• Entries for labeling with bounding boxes
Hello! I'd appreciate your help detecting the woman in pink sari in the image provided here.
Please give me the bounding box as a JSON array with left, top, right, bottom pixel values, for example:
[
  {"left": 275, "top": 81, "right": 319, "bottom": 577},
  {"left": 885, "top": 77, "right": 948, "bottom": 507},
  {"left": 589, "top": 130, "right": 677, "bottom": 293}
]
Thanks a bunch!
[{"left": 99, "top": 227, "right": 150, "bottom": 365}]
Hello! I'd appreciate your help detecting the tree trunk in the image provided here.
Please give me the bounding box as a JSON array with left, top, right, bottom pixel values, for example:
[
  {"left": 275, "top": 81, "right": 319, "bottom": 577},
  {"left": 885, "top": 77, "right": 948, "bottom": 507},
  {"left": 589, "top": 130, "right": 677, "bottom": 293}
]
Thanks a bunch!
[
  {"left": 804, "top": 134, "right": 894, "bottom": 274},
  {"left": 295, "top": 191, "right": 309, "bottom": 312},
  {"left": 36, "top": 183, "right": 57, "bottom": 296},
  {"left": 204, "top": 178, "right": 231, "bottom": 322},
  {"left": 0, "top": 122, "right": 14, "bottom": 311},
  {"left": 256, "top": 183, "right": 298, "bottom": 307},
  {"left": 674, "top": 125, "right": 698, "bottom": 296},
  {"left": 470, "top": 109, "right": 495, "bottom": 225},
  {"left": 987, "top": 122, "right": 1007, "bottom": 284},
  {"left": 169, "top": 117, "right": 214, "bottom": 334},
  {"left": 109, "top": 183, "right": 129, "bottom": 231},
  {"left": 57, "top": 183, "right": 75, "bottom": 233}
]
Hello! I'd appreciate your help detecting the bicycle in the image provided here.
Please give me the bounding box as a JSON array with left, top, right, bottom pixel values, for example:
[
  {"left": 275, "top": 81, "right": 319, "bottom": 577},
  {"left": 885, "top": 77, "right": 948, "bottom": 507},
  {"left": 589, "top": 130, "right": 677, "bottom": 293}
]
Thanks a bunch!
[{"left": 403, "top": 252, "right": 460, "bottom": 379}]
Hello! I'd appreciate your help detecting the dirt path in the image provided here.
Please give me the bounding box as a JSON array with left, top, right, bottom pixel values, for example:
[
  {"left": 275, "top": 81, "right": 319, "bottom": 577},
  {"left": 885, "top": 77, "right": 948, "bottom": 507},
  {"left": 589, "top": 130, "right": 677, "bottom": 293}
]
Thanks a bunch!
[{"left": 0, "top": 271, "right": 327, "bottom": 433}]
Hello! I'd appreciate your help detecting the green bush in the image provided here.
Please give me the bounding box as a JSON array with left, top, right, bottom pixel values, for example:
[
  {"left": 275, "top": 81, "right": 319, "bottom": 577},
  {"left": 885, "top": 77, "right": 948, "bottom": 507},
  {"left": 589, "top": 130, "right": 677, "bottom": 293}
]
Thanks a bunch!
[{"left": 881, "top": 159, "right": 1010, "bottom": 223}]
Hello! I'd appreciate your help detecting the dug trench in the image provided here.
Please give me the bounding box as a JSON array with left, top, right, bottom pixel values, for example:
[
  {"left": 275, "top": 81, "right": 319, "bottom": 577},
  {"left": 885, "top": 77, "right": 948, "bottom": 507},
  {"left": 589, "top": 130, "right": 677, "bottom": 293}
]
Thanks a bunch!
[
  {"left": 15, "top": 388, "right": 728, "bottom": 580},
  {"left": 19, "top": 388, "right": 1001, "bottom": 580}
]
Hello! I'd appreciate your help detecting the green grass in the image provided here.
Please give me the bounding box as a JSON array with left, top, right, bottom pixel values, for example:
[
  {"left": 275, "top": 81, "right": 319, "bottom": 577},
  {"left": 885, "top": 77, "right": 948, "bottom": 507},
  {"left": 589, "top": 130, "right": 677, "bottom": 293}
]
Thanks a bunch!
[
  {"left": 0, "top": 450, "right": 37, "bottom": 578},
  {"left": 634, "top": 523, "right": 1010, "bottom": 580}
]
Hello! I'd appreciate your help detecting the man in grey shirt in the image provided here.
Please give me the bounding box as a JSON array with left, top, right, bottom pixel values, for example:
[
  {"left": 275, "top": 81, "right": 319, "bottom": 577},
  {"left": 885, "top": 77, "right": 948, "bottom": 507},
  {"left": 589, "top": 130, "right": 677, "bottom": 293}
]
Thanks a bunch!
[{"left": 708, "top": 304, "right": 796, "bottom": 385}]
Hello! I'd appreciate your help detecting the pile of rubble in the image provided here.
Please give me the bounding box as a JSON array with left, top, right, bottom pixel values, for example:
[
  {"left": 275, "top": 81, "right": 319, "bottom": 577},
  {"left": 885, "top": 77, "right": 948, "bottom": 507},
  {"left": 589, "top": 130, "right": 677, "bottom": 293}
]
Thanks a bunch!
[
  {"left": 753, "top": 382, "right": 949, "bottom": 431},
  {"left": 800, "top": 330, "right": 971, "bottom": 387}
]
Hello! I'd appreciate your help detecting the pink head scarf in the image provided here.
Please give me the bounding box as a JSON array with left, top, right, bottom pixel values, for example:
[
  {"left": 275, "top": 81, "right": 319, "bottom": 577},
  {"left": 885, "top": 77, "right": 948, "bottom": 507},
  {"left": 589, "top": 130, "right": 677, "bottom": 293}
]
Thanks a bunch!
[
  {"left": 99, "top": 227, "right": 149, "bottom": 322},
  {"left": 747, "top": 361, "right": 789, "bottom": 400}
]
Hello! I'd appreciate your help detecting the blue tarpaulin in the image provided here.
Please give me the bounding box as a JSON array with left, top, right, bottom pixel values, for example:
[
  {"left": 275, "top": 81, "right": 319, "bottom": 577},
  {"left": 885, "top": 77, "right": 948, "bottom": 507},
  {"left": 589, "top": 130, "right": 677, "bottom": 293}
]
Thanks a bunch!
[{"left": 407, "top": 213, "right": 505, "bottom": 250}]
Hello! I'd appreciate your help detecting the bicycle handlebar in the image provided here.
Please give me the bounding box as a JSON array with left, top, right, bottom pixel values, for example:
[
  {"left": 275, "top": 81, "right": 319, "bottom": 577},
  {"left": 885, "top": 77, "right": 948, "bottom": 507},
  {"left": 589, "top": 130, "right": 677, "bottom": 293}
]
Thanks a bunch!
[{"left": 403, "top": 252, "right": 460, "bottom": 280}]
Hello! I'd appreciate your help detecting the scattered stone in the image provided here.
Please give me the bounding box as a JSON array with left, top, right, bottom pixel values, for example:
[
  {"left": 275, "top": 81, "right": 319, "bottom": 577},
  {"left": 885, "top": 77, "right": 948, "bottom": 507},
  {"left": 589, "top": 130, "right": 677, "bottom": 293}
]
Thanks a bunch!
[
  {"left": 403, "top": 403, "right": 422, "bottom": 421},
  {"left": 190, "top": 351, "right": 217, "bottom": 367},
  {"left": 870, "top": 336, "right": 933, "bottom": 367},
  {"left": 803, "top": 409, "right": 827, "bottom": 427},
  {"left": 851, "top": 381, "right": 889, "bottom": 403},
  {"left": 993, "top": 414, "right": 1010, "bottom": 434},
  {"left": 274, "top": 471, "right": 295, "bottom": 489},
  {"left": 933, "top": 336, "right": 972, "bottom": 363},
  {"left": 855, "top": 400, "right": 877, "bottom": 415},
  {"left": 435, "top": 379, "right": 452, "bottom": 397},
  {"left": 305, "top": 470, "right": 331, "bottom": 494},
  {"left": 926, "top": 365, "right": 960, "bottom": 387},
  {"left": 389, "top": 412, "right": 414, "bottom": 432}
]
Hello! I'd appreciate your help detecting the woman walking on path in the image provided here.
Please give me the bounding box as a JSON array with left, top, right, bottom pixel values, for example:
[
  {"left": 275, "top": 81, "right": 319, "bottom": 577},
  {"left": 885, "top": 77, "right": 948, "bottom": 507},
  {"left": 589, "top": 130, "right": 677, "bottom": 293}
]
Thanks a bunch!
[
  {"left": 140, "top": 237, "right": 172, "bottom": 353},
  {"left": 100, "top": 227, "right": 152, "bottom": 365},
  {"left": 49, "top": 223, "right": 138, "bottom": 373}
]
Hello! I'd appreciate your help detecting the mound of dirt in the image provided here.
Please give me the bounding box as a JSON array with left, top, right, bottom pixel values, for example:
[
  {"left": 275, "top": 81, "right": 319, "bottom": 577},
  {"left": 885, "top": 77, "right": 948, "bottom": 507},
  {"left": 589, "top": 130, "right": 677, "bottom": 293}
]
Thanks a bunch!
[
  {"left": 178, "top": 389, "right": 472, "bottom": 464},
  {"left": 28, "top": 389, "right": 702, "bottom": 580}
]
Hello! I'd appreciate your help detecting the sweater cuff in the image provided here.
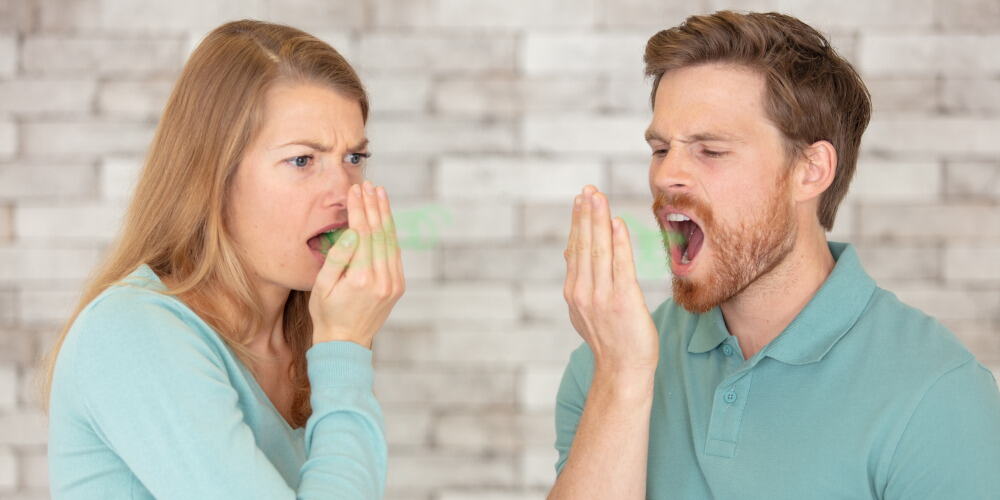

• Task prompt
Return each line of the material above that contains the string "path", matching case exactly.

• Solution for this task
Hello! I'd appreciate your help detecting the dirt path in the image provided here.
Hello! I'd appreciate your help detecting the woman walking on path in the image provided here.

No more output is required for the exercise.